** PROBLEM STATEMENT **
Put all of the data below into a two-column CSV with the headers instruction and mask. Give one row per item, with its text and its answer each in one quoted field, line breaks turned into spaces, and the pictures left out.
=======
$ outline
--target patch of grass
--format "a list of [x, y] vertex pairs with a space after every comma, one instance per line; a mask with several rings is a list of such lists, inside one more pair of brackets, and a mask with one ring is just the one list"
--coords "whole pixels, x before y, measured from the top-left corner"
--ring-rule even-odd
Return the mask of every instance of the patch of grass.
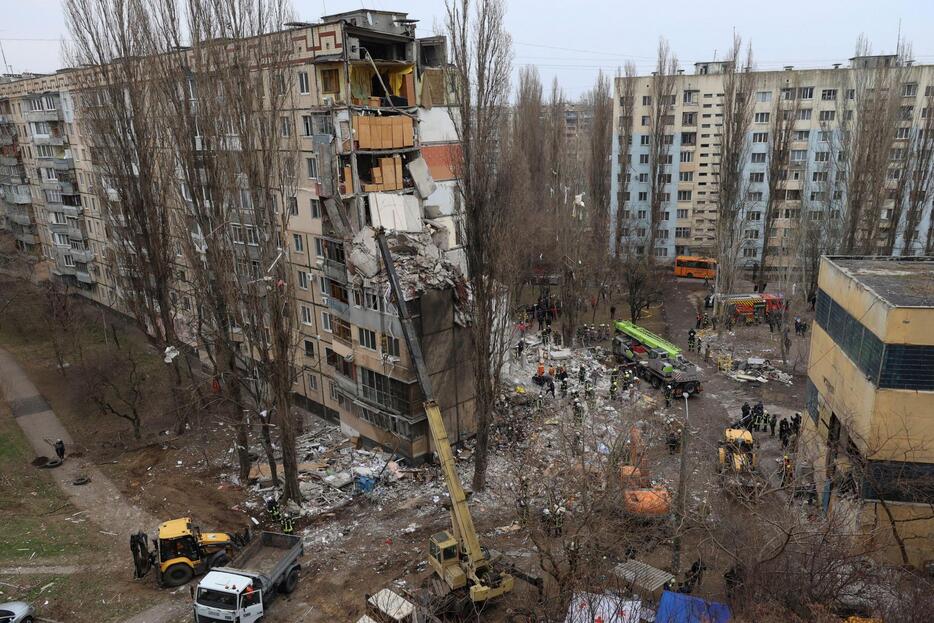
[[97, 535], [50, 474], [33, 467], [33, 451], [6, 408], [0, 412], [0, 561], [26, 562], [86, 553]]
[[[116, 623], [152, 605], [152, 587], [129, 585], [113, 572], [5, 577], [21, 588], [0, 586], [0, 601], [22, 600], [36, 614], [69, 623]], [[129, 586], [128, 586], [129, 585]]]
=======
** EXERCISE SOLUTION **
instruction,mask
"$ outline --target patch of grass --format ""a list of [x, y] vertex pairs with a space after every comma, one instance per line; a mask with several rings is a list of such lists, inside one more pair of brackets, and a mask with one ring is just the one list"" --coords ""whole pixels, x before y, measured from the top-left corner"" --ring-rule even-odd Return the mask of every instance of the patch of grass.","[[97, 535], [50, 474], [33, 467], [33, 451], [6, 408], [0, 412], [0, 561], [26, 562], [86, 553]] [[[116, 623], [152, 605], [152, 587], [129, 585], [113, 572], [5, 577], [21, 588], [0, 586], [0, 601], [22, 600], [36, 614], [69, 623]], [[129, 586], [128, 586], [129, 585]]]"